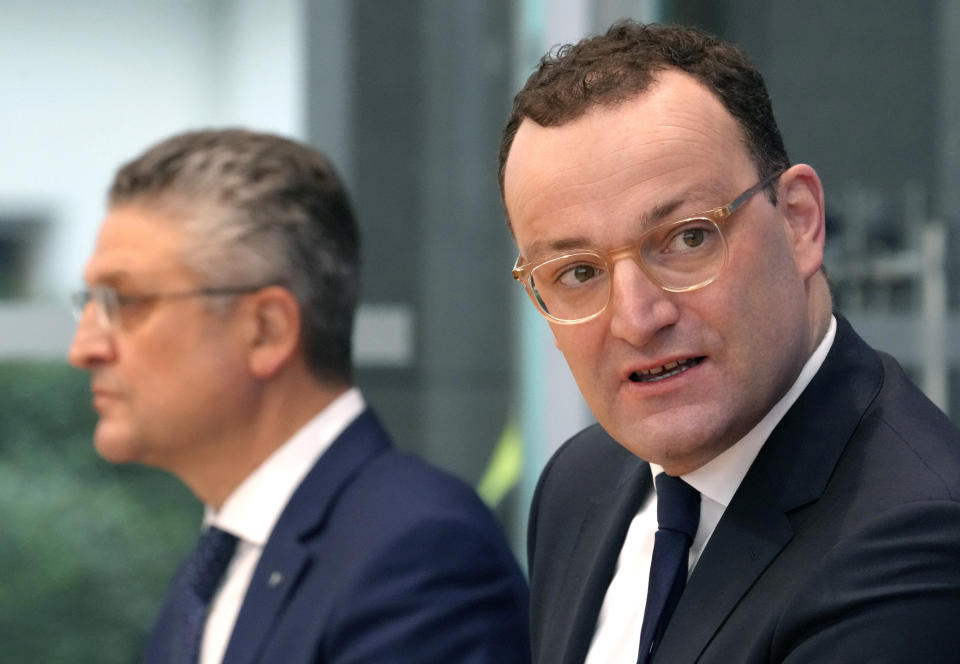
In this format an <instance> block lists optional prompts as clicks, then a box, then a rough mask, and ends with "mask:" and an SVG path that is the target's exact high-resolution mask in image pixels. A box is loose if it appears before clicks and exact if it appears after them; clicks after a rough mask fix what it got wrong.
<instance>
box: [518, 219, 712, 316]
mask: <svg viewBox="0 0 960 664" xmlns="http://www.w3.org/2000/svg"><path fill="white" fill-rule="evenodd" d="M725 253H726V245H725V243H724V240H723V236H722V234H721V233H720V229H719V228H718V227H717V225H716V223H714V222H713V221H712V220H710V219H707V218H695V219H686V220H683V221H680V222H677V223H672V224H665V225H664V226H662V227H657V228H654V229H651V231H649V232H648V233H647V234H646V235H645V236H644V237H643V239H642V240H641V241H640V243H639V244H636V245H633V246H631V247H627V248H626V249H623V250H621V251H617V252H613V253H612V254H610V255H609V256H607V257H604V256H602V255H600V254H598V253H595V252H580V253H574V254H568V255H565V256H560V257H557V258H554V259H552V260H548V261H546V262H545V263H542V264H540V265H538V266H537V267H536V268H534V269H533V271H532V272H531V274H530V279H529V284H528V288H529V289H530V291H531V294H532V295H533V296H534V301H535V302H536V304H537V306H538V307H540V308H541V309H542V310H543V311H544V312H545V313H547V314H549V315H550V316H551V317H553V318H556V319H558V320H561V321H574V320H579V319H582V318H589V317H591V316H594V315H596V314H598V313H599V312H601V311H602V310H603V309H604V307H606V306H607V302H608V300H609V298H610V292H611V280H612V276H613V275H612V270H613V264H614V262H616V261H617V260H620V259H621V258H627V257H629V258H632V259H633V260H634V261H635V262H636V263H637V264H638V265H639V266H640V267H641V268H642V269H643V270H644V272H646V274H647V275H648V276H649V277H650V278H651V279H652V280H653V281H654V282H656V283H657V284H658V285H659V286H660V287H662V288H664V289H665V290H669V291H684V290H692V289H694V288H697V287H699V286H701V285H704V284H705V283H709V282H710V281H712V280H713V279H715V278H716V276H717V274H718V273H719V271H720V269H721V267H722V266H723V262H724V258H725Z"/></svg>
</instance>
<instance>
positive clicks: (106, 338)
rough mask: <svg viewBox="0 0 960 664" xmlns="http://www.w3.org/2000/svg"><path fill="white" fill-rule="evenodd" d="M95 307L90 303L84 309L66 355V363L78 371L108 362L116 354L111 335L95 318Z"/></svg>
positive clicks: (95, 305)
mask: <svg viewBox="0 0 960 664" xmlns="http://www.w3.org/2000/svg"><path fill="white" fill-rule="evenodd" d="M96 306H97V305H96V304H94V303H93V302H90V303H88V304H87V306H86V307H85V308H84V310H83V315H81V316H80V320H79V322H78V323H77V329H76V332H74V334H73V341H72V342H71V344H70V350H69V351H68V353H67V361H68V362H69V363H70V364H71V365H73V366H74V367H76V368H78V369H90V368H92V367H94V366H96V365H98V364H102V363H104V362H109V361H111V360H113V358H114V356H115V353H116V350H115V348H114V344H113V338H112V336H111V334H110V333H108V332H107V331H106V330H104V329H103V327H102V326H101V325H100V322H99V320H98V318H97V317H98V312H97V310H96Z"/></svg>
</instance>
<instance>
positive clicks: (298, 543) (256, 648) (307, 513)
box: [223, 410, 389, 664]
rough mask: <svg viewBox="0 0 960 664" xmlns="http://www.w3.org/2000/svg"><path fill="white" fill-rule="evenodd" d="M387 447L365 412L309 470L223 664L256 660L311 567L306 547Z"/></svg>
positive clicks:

* * * *

From the line containing "positive clicks: (95, 305)" to the last line of the listing, write everything out exactly. Nothing outside that stretch belongs.

◆ **Result for this task**
positive clicks: (95, 305)
mask: <svg viewBox="0 0 960 664" xmlns="http://www.w3.org/2000/svg"><path fill="white" fill-rule="evenodd" d="M96 306H97V305H96V304H94V303H93V302H90V303H88V304H87V306H86V307H85V308H84V310H83V315H81V316H80V320H79V322H78V323H77V329H76V332H74V334H73V341H72V342H71V344H70V350H69V351H68V353H67V361H68V362H69V363H70V364H71V365H73V366H74V367H76V368H78V369H90V368H92V367H94V366H96V365H98V364H102V363H104V362H109V361H111V360H113V358H114V356H115V353H116V350H115V348H114V344H113V338H112V336H111V334H110V333H108V332H107V331H106V330H104V329H103V327H102V326H101V325H100V322H99V320H98V318H97V317H98V312H97V310H96Z"/></svg>
</instance>
<instance>
positive clicks: (298, 543) (256, 648) (307, 513)
box: [223, 410, 389, 664]
rough mask: <svg viewBox="0 0 960 664" xmlns="http://www.w3.org/2000/svg"><path fill="white" fill-rule="evenodd" d="M387 447L365 412L309 470L223 664L256 660L311 567L306 547Z"/></svg>
positive clicks:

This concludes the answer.